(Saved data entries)
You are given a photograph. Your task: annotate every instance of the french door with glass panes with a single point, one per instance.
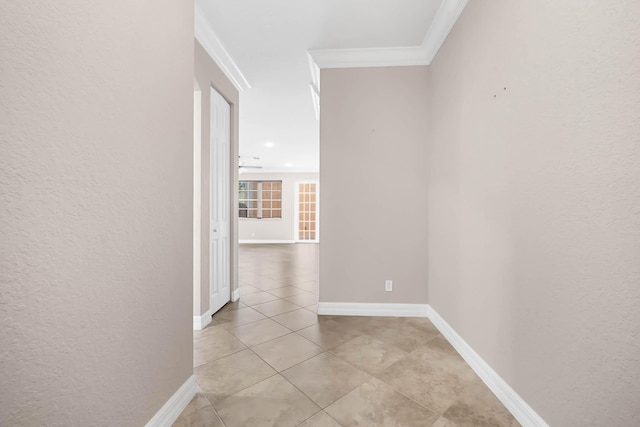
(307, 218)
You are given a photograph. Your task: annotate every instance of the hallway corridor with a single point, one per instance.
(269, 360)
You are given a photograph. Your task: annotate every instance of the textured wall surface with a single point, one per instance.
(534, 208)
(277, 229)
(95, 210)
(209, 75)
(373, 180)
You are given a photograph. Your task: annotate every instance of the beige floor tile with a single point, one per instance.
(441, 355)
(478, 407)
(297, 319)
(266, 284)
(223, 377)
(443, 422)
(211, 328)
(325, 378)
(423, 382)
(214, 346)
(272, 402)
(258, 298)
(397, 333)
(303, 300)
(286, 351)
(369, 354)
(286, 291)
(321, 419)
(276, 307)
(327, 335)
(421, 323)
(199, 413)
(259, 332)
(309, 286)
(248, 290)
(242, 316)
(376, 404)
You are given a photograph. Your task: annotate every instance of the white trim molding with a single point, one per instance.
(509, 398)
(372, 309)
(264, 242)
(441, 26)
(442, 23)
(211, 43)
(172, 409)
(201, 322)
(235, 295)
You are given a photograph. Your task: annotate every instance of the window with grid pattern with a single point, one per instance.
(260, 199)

• **WHAT YOU WILL DO**: Edit the lines above by changing each "annotate" to "mark" and keeping everything else the same. Leave the picture out of your answer.

• **TASK SOLUTION**:
You are given a photograph. Your task: mark every instance of the french door with glass panes with a single point, one per instance.
(307, 218)
You are given a photograph. Your task: mark every instance of the hallway corridor with a single point, one per instance.
(269, 360)
You are given a photograph. Your task: mark every instance of the textured wall surface with a single point, one per instance.
(534, 208)
(277, 229)
(95, 210)
(209, 75)
(373, 180)
You are given a photograph. Your task: mark every instance of the beige floor tile with a single point, one per instance.
(441, 355)
(478, 407)
(297, 319)
(266, 284)
(223, 377)
(443, 422)
(211, 328)
(325, 378)
(423, 382)
(214, 346)
(272, 402)
(258, 298)
(397, 333)
(303, 300)
(286, 351)
(369, 354)
(286, 291)
(321, 419)
(276, 307)
(327, 335)
(421, 323)
(199, 413)
(259, 332)
(309, 286)
(248, 290)
(242, 316)
(376, 404)
You are given a photograph. Your task: mark every instance of the white trim molding with a single point, one per instance.
(509, 398)
(372, 309)
(264, 242)
(441, 26)
(442, 23)
(211, 43)
(172, 409)
(201, 322)
(235, 295)
You are given a photograph. Your task: mark every instance of the window with grid pattern with a single point, one per instance.
(260, 199)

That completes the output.